*Input material*.

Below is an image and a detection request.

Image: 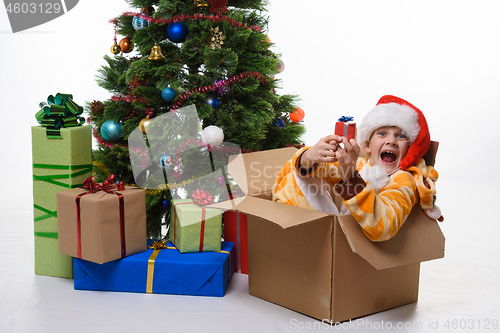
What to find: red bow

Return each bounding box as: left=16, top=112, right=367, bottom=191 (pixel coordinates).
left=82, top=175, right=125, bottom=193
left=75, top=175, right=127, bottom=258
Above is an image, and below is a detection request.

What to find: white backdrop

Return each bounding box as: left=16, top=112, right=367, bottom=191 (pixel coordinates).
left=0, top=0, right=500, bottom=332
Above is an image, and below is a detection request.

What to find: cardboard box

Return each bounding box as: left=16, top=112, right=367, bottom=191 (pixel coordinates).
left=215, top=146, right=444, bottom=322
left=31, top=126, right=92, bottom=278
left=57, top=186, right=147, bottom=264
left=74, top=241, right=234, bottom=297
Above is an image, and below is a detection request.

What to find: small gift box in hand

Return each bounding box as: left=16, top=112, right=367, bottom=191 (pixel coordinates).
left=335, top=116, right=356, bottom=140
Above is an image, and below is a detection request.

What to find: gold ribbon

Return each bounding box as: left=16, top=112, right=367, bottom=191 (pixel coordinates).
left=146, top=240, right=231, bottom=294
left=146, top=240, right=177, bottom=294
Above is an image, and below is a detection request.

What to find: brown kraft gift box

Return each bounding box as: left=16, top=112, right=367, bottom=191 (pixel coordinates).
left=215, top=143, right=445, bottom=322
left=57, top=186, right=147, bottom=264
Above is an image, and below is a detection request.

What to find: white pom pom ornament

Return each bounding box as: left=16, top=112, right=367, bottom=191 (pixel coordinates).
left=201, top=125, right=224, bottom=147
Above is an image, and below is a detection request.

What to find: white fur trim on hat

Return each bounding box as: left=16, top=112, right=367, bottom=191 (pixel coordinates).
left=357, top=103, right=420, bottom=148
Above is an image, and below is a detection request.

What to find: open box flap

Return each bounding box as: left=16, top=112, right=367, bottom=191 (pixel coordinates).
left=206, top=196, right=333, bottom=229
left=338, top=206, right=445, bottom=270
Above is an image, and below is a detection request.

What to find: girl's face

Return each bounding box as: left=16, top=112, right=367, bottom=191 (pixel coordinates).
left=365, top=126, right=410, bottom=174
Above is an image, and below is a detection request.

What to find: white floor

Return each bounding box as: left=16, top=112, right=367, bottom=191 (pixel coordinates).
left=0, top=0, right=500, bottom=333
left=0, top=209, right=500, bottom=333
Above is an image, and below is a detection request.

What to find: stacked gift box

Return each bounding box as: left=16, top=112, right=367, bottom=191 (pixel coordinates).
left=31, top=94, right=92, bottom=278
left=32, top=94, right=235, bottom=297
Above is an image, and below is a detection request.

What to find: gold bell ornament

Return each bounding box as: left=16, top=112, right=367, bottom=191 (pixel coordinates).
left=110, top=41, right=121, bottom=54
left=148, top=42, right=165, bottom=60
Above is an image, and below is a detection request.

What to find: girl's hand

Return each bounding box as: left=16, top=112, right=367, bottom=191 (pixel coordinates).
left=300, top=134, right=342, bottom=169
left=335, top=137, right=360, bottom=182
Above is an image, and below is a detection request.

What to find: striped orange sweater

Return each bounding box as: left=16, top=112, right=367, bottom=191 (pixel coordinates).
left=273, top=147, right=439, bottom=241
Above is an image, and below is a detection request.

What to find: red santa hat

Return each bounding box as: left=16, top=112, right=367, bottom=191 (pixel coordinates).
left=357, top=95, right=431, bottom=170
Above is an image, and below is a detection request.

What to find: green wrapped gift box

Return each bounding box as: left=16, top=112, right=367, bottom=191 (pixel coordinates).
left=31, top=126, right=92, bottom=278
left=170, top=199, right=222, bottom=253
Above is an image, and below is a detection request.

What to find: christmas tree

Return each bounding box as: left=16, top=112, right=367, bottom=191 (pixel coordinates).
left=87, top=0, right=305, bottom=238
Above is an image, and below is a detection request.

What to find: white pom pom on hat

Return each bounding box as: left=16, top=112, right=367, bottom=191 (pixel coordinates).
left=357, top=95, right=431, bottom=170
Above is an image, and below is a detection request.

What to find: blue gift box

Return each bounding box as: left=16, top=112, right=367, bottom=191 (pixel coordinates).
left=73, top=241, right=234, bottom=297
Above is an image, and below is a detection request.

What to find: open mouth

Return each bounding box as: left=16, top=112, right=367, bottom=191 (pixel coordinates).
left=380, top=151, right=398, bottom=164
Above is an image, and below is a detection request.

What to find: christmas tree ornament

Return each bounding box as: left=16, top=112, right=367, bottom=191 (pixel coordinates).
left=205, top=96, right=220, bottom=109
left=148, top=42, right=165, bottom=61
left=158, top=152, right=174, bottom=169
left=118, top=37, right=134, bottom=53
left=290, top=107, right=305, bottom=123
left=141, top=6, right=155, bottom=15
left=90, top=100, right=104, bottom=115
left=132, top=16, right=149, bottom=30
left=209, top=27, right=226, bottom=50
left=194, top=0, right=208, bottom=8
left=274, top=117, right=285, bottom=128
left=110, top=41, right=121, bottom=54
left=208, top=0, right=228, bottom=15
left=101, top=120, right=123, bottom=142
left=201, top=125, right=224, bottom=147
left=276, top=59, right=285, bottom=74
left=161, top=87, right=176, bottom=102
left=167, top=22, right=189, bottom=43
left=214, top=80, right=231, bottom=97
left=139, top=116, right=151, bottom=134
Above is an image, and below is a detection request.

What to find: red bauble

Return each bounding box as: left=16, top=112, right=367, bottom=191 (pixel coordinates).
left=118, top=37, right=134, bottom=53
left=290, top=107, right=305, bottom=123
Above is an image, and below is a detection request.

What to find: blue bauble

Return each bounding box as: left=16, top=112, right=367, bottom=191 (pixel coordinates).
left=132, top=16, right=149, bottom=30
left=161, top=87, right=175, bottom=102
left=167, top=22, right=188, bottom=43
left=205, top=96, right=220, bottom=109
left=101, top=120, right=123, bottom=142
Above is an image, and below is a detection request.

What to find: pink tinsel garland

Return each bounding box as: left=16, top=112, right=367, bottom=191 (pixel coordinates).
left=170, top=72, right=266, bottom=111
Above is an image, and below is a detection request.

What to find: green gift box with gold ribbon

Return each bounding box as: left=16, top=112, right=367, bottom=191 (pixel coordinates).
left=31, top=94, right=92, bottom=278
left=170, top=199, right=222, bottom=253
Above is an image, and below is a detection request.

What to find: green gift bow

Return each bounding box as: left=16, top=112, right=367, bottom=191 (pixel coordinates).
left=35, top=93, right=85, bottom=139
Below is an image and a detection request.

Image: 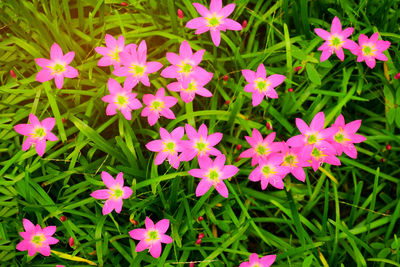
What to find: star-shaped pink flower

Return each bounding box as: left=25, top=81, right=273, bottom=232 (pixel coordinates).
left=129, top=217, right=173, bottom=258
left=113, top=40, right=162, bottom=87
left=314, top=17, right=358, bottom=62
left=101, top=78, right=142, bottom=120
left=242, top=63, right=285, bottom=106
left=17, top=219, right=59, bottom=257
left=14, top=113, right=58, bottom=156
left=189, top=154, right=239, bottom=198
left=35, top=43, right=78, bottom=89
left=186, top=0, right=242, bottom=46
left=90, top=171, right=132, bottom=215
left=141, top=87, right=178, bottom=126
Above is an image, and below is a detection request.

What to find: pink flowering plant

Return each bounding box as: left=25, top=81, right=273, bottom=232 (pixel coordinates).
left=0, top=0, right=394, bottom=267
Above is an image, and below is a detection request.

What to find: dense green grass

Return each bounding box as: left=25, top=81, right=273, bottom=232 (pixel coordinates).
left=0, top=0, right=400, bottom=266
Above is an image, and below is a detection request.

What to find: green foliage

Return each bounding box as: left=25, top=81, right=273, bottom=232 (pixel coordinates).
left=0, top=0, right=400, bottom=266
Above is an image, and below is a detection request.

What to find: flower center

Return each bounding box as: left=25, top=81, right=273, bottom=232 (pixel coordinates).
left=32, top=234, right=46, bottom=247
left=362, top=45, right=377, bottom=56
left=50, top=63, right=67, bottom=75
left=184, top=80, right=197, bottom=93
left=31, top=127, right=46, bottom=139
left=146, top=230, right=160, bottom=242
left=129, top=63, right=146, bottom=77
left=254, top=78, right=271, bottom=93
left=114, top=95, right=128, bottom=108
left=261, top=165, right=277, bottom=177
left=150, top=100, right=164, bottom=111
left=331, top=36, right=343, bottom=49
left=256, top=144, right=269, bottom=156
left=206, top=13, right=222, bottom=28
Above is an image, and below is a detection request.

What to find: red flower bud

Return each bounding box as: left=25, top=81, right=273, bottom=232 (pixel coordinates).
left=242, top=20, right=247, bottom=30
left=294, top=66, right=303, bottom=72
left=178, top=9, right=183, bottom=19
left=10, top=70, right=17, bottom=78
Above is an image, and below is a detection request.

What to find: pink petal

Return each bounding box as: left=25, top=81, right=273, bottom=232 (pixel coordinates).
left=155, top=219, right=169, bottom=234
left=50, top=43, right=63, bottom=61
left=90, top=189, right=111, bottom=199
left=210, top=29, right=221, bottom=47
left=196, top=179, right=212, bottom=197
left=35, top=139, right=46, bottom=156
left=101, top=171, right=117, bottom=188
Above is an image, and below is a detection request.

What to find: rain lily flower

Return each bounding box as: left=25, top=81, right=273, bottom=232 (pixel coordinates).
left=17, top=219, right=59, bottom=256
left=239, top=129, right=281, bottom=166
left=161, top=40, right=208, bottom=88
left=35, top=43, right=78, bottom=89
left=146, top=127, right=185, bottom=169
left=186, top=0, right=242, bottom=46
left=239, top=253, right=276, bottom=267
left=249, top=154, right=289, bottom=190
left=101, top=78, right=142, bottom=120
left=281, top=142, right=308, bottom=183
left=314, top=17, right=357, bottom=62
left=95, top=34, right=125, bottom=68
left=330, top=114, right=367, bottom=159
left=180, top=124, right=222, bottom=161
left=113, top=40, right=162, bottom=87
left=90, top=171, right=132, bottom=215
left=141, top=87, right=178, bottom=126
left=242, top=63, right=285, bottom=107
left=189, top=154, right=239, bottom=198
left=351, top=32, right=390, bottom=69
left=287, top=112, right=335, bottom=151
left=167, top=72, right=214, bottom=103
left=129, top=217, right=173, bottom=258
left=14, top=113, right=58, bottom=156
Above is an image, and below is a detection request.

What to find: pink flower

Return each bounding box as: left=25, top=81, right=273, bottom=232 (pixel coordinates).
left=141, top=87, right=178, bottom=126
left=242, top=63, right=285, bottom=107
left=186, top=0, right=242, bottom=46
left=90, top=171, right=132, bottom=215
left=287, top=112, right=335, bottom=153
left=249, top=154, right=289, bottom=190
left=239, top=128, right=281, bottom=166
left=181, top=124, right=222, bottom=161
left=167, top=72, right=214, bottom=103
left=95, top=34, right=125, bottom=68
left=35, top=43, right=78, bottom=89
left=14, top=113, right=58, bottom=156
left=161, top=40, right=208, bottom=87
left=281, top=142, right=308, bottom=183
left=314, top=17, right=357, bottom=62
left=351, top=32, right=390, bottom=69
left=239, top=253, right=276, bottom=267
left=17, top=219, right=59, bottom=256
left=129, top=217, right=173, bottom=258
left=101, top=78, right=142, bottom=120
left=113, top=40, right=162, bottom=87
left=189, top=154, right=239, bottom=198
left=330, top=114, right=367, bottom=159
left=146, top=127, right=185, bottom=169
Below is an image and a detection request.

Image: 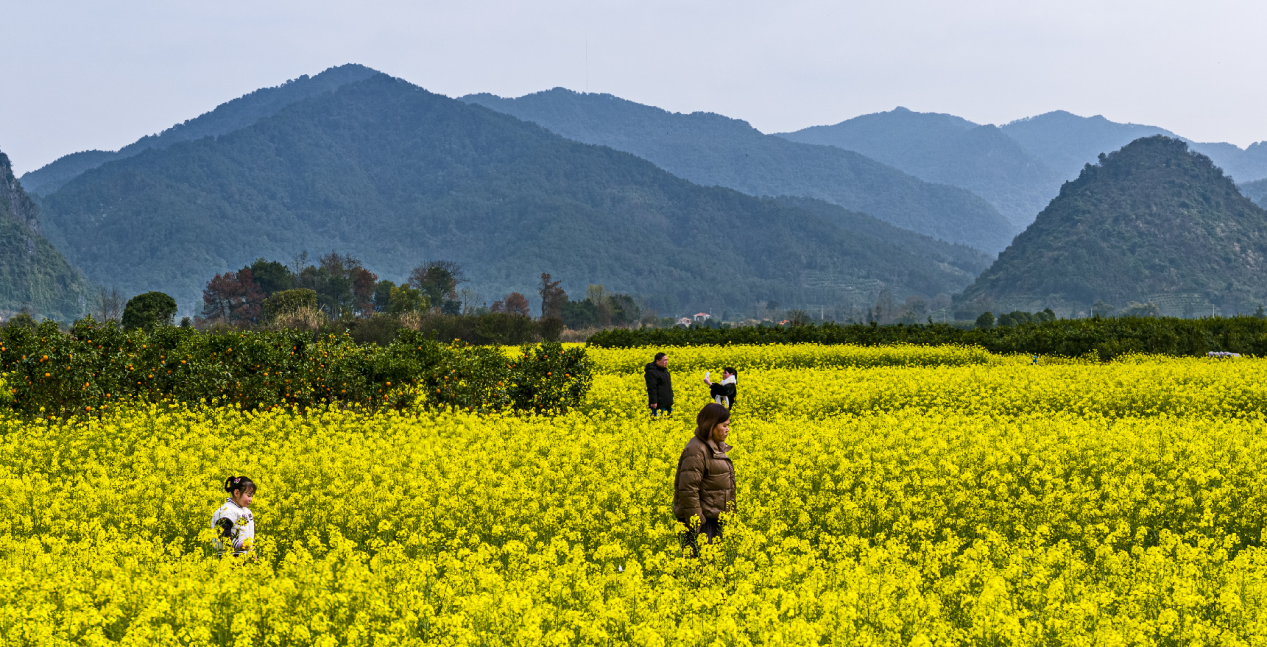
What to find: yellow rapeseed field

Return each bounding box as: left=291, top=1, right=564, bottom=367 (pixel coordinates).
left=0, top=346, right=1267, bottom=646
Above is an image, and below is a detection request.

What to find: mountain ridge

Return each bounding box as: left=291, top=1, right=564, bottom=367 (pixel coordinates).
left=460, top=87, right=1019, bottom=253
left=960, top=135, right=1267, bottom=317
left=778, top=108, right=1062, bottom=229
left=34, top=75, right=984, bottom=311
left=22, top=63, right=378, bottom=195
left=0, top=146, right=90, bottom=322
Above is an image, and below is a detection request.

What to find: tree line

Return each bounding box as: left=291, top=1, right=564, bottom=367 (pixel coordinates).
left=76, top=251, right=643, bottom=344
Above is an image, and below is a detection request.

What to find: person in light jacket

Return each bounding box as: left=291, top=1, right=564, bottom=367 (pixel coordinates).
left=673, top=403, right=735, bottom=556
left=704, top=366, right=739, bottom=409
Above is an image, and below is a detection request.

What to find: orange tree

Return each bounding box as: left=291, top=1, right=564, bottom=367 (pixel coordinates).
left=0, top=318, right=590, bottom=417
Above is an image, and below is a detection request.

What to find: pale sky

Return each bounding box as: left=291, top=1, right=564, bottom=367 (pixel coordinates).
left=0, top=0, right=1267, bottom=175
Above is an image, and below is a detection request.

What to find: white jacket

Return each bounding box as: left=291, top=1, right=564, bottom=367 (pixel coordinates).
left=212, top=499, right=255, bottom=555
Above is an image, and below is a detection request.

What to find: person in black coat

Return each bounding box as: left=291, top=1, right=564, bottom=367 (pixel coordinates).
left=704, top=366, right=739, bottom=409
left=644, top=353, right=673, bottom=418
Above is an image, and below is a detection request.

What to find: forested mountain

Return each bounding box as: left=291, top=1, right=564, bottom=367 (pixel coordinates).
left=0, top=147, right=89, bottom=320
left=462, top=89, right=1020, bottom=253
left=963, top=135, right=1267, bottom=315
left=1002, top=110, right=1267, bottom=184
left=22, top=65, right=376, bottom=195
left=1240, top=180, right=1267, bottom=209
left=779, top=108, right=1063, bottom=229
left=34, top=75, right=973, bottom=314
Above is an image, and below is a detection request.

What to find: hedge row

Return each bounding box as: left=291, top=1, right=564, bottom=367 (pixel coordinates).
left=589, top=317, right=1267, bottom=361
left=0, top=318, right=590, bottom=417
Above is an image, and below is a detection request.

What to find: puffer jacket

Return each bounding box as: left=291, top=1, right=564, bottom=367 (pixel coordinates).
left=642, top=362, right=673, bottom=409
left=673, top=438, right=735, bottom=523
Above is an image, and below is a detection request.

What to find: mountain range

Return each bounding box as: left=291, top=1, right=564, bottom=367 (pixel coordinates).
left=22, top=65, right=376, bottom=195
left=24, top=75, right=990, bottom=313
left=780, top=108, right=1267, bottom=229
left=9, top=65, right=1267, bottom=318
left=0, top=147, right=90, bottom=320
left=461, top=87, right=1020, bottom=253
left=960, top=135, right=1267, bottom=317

*Written instruction*. Could you rewrite the stretch of the listing from its start through the line containing "left=335, top=116, right=356, bottom=140", requests included, scaling every bounding-box coordinate in the answers by 2.45 and rounding to whole numbers with halves rounded up, while leaving the request text and its format samples unchanged and the pictures out?

*Result of the exercise*.
Below is an image and a detection request.

Image: 
What to find: red bow

Return each bounding box as: left=16, top=112, right=367, bottom=191 (pixel coordinates).
left=201, top=429, right=306, bottom=473
left=184, top=429, right=311, bottom=632
Above is an image, and below is a detection request.

What to find: white backdrop

Return each bounding box as: left=16, top=112, right=367, bottom=191 (pixel coordinates).
left=0, top=0, right=1225, bottom=813
Above is an image, and below is a detection request.

What to find: cardboard box

Return each bounding box as: left=16, top=112, right=367, bottom=191 (pixel coordinates).
left=527, top=358, right=1088, bottom=789
left=76, top=309, right=225, bottom=681
left=140, top=456, right=360, bottom=647
left=181, top=590, right=573, bottom=728
Above is an image, and below is a detection request.

What to find: small gift box in hand

Return each bounding box as: left=16, top=112, right=367, bottom=191 (pixel coordinates).
left=821, top=284, right=872, bottom=343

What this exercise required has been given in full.